Check each line of the material, and show the ones that include the word "extension".

--- Extracted material Enclosed Below ---

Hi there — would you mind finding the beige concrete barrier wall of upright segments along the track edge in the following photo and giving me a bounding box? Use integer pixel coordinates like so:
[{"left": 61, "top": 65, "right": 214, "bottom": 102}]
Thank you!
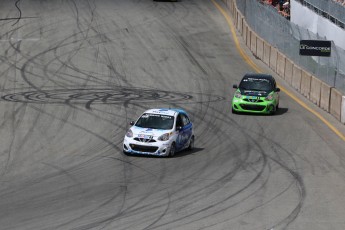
[{"left": 222, "top": 0, "right": 345, "bottom": 124}]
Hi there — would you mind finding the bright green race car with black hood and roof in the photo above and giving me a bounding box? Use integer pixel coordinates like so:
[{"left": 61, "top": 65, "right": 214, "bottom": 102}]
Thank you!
[{"left": 232, "top": 73, "right": 280, "bottom": 114}]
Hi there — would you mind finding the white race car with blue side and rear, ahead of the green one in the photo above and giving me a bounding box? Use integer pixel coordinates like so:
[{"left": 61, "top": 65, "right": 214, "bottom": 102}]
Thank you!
[{"left": 123, "top": 109, "right": 195, "bottom": 157}]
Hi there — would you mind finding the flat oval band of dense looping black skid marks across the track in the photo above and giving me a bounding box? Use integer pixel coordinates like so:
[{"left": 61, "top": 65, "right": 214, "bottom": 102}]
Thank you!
[{"left": 1, "top": 87, "right": 225, "bottom": 109}]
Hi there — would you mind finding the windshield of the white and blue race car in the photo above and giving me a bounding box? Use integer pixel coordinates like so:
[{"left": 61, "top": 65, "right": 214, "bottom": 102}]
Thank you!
[{"left": 135, "top": 113, "right": 174, "bottom": 129}]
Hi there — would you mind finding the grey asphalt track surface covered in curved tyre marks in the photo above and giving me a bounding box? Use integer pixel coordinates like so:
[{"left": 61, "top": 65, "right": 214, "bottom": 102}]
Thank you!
[{"left": 0, "top": 0, "right": 345, "bottom": 230}]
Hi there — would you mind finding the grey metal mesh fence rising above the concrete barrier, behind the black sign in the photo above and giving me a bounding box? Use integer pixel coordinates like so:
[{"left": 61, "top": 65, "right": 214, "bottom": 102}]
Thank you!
[{"left": 236, "top": 0, "right": 345, "bottom": 93}]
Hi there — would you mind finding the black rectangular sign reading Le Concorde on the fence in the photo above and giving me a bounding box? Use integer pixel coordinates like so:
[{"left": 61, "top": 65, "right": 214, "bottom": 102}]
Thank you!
[{"left": 299, "top": 40, "right": 332, "bottom": 57}]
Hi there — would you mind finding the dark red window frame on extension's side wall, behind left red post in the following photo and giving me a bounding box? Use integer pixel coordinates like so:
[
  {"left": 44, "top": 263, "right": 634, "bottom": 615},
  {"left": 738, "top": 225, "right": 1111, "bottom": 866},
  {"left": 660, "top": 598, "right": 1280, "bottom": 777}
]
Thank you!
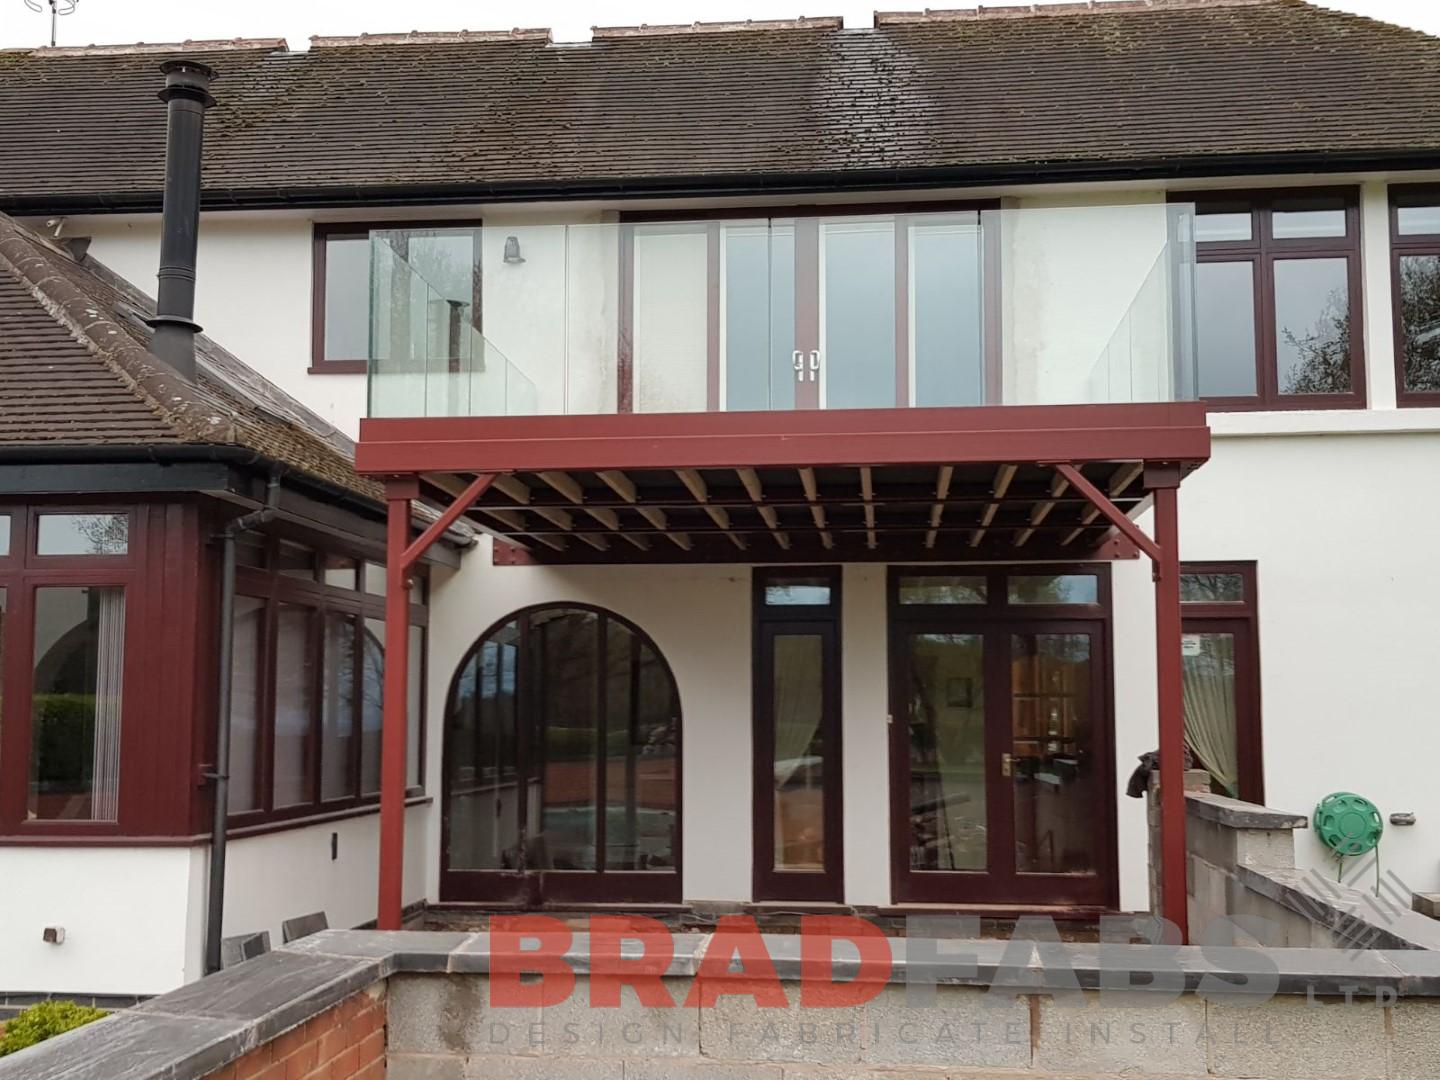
[{"left": 230, "top": 536, "right": 429, "bottom": 829}]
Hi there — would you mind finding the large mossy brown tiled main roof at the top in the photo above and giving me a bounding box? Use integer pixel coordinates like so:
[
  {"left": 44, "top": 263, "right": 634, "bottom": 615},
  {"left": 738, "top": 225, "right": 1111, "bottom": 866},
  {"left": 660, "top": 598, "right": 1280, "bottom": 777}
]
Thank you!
[{"left": 0, "top": 0, "right": 1440, "bottom": 210}]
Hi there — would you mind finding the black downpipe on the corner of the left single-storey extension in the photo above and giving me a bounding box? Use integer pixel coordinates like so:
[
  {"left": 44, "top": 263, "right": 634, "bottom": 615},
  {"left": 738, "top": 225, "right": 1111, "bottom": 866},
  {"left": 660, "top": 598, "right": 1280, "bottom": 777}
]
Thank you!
[{"left": 204, "top": 469, "right": 281, "bottom": 975}]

--- End of Enclosed Extracted material ---

[Final answer]:
Hi there — would you mind finding the dark red window frame on extension's side wall, behind left red post in the following photo and giving me a bounding box? Use integer pixel coordinates like so:
Hi there — would you mind finding the black downpipe on the corner of the left single-storey extension in the photo above and giving me a bounding box? Use integer pixel coordinates like so:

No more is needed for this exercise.